**The exercise:** Write out every row below verbatim, leaving out the pictures.

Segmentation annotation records
------------------------

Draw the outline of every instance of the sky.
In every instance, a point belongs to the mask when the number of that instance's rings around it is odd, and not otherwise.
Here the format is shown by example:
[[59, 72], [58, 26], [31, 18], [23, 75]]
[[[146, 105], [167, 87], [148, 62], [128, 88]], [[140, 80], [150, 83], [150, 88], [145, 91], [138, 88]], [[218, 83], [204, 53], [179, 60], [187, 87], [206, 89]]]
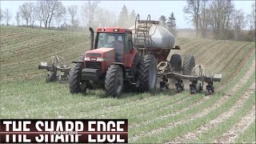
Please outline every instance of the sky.
[[[18, 11], [18, 6], [26, 1], [0, 1], [1, 9], [9, 8], [12, 10], [13, 18], [11, 24], [15, 22], [14, 14]], [[234, 1], [235, 9], [242, 9], [246, 14], [251, 11], [251, 5], [255, 1]], [[70, 5], [78, 5], [79, 8], [84, 5], [84, 1], [62, 1], [65, 6]], [[151, 15], [151, 20], [158, 20], [161, 15], [168, 18], [171, 12], [174, 12], [176, 18], [176, 25], [178, 29], [193, 28], [193, 26], [185, 20], [186, 15], [183, 12], [183, 7], [186, 2], [183, 1], [101, 1], [99, 6], [108, 9], [114, 12], [118, 17], [121, 10], [126, 5], [128, 12], [131, 13], [134, 10], [136, 14], [140, 14], [140, 19], [146, 19], [148, 14]], [[81, 10], [81, 9], [80, 9]], [[78, 14], [81, 17], [81, 13]]]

------------------------

**Written response:**
Draw the outline of every instance of the sky.
In every instance, a point belongs to the mask when the number of that instance's rings around it is odd, and not otherwise.
Here the format is shown by example:
[[59, 72], [58, 26], [31, 18], [23, 75]]
[[[146, 105], [167, 87], [148, 62], [128, 88]], [[140, 80], [150, 83], [150, 88], [145, 91], [138, 88]], [[218, 83], [204, 53], [179, 60], [187, 87], [206, 89]]]
Please outline every instance of the sky.
[[[18, 11], [18, 6], [26, 1], [0, 1], [1, 9], [9, 8], [12, 10], [13, 18], [11, 24], [15, 22], [14, 14]], [[234, 1], [235, 9], [242, 9], [246, 14], [251, 11], [251, 5], [255, 1]], [[70, 5], [78, 5], [79, 8], [84, 5], [84, 1], [62, 1], [65, 6]], [[151, 15], [151, 20], [158, 20], [161, 15], [168, 18], [171, 12], [174, 12], [176, 18], [176, 25], [178, 29], [193, 28], [193, 26], [185, 20], [186, 15], [183, 12], [183, 7], [186, 2], [183, 1], [101, 1], [99, 6], [108, 9], [114, 12], [118, 17], [121, 10], [126, 5], [128, 12], [131, 13], [134, 10], [136, 14], [140, 14], [140, 19], [146, 19], [148, 14]], [[81, 10], [81, 9], [80, 9]], [[78, 14], [81, 17], [81, 13]]]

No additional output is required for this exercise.